┌────────
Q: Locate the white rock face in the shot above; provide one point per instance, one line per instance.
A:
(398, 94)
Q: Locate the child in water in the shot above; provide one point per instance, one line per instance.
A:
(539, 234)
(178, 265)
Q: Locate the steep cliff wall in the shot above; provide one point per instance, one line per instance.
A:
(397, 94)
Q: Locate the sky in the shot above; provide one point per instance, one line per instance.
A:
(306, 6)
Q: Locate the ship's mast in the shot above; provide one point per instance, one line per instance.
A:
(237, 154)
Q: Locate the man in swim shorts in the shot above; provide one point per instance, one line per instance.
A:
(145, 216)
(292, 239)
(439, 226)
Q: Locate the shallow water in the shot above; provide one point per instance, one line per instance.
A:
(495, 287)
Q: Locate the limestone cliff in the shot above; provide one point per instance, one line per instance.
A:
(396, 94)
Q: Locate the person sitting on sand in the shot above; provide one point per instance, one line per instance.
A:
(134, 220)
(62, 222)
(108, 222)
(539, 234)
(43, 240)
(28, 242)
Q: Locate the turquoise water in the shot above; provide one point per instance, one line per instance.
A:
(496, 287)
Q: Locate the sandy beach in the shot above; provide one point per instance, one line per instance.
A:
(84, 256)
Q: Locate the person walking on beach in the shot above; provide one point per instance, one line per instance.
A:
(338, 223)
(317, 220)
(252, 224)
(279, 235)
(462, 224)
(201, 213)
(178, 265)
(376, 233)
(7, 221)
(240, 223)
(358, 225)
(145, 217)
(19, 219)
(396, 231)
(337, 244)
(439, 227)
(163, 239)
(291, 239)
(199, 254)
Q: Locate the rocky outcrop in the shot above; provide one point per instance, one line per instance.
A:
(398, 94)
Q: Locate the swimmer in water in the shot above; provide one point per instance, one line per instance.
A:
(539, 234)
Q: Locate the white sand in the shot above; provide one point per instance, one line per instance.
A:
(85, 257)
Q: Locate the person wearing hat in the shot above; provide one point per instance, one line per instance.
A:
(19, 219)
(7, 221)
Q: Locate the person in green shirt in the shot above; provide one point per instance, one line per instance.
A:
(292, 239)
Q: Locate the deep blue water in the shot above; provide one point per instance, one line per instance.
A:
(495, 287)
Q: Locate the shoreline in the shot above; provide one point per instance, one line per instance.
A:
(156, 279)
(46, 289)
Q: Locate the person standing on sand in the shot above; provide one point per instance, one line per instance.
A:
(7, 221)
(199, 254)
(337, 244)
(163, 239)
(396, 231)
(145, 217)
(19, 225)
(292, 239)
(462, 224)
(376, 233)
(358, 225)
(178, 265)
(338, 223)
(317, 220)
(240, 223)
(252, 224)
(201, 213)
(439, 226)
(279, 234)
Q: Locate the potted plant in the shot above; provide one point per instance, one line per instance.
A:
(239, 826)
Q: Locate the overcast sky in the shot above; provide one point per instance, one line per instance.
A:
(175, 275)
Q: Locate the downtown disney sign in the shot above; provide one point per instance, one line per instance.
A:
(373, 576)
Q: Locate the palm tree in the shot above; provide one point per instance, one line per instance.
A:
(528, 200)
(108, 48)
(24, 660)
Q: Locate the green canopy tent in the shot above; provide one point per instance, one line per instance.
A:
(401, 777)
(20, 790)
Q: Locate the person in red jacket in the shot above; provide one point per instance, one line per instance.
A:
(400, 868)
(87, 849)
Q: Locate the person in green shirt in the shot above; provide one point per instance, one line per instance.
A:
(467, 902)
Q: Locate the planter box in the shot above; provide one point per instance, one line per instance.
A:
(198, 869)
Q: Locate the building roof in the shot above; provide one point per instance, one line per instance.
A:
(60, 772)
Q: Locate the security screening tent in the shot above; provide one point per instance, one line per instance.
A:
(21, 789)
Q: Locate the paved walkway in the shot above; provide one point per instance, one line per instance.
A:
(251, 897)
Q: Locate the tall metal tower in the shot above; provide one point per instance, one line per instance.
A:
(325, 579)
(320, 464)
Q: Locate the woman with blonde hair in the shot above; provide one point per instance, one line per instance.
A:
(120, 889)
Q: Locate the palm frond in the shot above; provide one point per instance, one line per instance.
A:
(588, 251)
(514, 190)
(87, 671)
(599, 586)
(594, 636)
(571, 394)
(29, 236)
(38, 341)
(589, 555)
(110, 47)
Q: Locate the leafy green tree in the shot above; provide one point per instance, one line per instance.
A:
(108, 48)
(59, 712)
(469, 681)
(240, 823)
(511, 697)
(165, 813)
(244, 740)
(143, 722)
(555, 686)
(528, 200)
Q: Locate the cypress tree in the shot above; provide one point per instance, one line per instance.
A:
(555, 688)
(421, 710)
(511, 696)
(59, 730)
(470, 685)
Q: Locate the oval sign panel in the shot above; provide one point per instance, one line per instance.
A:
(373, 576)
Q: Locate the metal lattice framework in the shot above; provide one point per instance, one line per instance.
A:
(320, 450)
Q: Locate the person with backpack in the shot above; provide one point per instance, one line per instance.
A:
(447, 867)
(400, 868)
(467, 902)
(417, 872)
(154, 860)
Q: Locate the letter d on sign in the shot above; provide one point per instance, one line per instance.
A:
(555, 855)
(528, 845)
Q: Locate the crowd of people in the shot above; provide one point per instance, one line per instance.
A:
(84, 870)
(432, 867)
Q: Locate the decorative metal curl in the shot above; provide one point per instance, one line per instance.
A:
└────────
What to produce
Put every line of the data above into a JSON list of strings, one string per line, leaving out any blank lines.

Result below
[
  "Q: Locate the white rock face in the shot above; provide one point per instance, one line per instance.",
  "A:",
  "(398, 94)",
  "Q: Locate the child in water in the shot above; provide one point per instance, one line per instance.",
  "A:",
  "(539, 234)",
  "(178, 265)",
  "Q: Locate the steep cliff wall in the shot above; provide one point per instance, one line per instance.",
  "A:",
  "(397, 94)",
  "Q: Locate the sky in the shot above; provide one point per instance, one line per instance.",
  "A:",
  "(306, 6)",
  "Q: Locate the ship's mast in the shot above; provide one point per instance, one line per instance.",
  "A:",
  "(237, 154)",
  "Q: Locate the man in swim shorts in the shot above; provide one point per instance, one line per instance.",
  "A:",
  "(145, 216)",
  "(292, 239)",
  "(439, 226)",
  "Q: Locate the shallow water in the shot above; provide one point per instance, one line per instance.",
  "A:",
  "(495, 287)",
  "Q: Locate the limestone cliff in the shot above; provide one point per instance, one line per instance.",
  "A:",
  "(396, 94)",
  "Q: Locate the person sitting on sand in the shot above; provide one point per instance, one line per instance.",
  "A:",
  "(134, 220)",
  "(62, 222)",
  "(108, 222)",
  "(539, 234)",
  "(43, 240)",
  "(28, 242)",
  "Q: Locate the turquoise water in the shot above; provide one point per instance, one line per instance.",
  "A:",
  "(496, 287)",
  "Q: Locate the sandy beach in the shot above; provide one point per instance, one line per instance.",
  "A:",
  "(84, 256)",
  "Q: Locate the person walking on beach in the shot above; provide one point per instance, one line per instance.",
  "A:",
  "(338, 223)",
  "(317, 220)",
  "(252, 224)",
  "(279, 235)",
  "(462, 224)",
  "(201, 213)",
  "(178, 265)",
  "(376, 233)",
  "(7, 221)",
  "(240, 223)",
  "(358, 225)",
  "(145, 217)",
  "(19, 219)",
  "(396, 231)",
  "(337, 244)",
  "(439, 227)",
  "(163, 239)",
  "(291, 239)",
  "(199, 254)",
  "Q: Locate the rocky outcrop in the shot above; provide one point per instance, one line per instance.",
  "A:",
  "(398, 94)",
  "Q: Locate the swimmer in water in the shot above; provide one point per instance, one line per instance.",
  "A:",
  "(539, 234)",
  "Q: Locate the white sand in the shot above; provide one point per instance, one line per instance.",
  "A:",
  "(85, 257)",
  "Q: Locate the person wearing hat in the shot above; provide one point per instance, one line per instance.",
  "A:",
  "(19, 219)",
  "(7, 221)",
  "Q: Locate the person in green shirt in the shot above; provide one point per instance, one line per instance.",
  "A:",
  "(292, 239)",
  "Q: Locate the deep blue water in the shot above; provide one point per instance, one line per instance.",
  "A:",
  "(495, 287)",
  "Q: Locate the shoreline in the shot above; provide one point per instance, one line per instance.",
  "A:",
  "(156, 279)",
  "(46, 289)",
  "Q: Locate the person standing on sand in the shot above; provide one point per instance, one line per instance.",
  "A:",
  "(7, 221)",
  "(199, 254)",
  "(337, 244)",
  "(163, 239)",
  "(396, 231)",
  "(145, 217)",
  "(19, 225)",
  "(292, 239)",
  "(462, 224)",
  "(376, 233)",
  "(358, 225)",
  "(178, 265)",
  "(338, 223)",
  "(317, 220)",
  "(240, 223)",
  "(252, 224)",
  "(201, 213)",
  "(439, 226)",
  "(279, 234)",
  "Q: Locate the potted plant in the shot above; provide one point per instance, one line per instance.",
  "A:",
  "(239, 826)",
  "Q: Locate the overcast sky in the shot above; provide one point per instance, one line per instance.",
  "A:",
  "(175, 275)",
  "Q: Locate the downtown disney sign in the shot above; provide one point per instance, one line per instance.",
  "A:",
  "(373, 576)",
  "Q: Locate the palm tree in the shot above; provide one point per instance, one line per instance.",
  "A:",
  "(528, 200)",
  "(108, 48)",
  "(24, 660)",
  "Q: Locate the green canopy tent in the shot above; provide one point per instance, one line per instance.",
  "A:",
  "(401, 777)",
  "(20, 790)",
  "Q: Locate the person in red jacket in the shot above; provide one point per instance, one line per instance.",
  "A:",
  "(400, 868)",
  "(87, 849)",
  "Q: Locate the person in green shirt in the shot above; provide one point per instance, one line per instance.",
  "A:",
  "(467, 902)",
  "Q: Locate the planter box in the shot above; provide one point per instance, one line per instance.",
  "A:",
  "(198, 869)",
  "Q: Locate the building roof in the shot above; provide one point per instance, one line per instance.",
  "A:",
  "(60, 772)",
  "Q: Locate the security screening tent in the shot above; provide one point per instance, one line per instance.",
  "A:",
  "(21, 789)",
  "Q: Locate the paved walkway in the shot above; provide one point per instance, one line per instance.",
  "A:",
  "(251, 897)",
  "Q: Locate the tall metal tower in the shot above; provide one point per instance, one line per instance.",
  "A:",
  "(325, 579)",
  "(320, 464)",
  "Q: Locate the woman with blonde hair in the shot above; provide one point per instance, one line per instance.",
  "A:",
  "(120, 889)",
  "Q: Locate the palm frond in the shot above; provide one point per instance, one line per instance.",
  "A:",
  "(588, 251)",
  "(514, 190)",
  "(87, 671)",
  "(599, 586)",
  "(594, 636)",
  "(571, 394)",
  "(29, 236)",
  "(38, 341)",
  "(589, 555)",
  "(110, 47)",
  "Q: Locate the leafy green tree in the shot above; provide one point per instance, one line per instance.",
  "A:",
  "(108, 48)",
  "(59, 712)",
  "(469, 681)",
  "(240, 823)",
  "(511, 697)",
  "(165, 813)",
  "(244, 740)",
  "(143, 722)",
  "(555, 686)",
  "(528, 200)",
  "Q: Locate the cypress tree in the shot above; provide one point per instance, one line per instance.",
  "A:",
  "(555, 688)",
  "(421, 710)",
  "(511, 696)",
  "(59, 730)",
  "(470, 685)",
  "Q: Locate the oval sign panel in the shot above; provide one point per instance, one line per instance.",
  "A:",
  "(373, 576)",
  "Q: Locate the metal lattice framework in the shot above; provide one point per instance, one line per instance.",
  "A:",
  "(320, 450)",
  "Q: Locate the person with backpack in the shot above; provide one point per instance, one line per instance.",
  "A:",
  "(447, 867)",
  "(400, 868)",
  "(467, 902)",
  "(417, 872)",
  "(154, 860)",
  "Q: Locate the letter d on sign in the shot above; provide one point per instance, one line per instance.",
  "A:",
  "(555, 855)",
  "(528, 845)",
  "Q: Locate the crowd of people in the shot above; provide one point per instance, one line per instance.",
  "A:",
  "(84, 870)",
  "(432, 867)",
  "Q: Locate the decorative metal curl in the shot above; provide one point per instance, one line per instance.",
  "A:"
]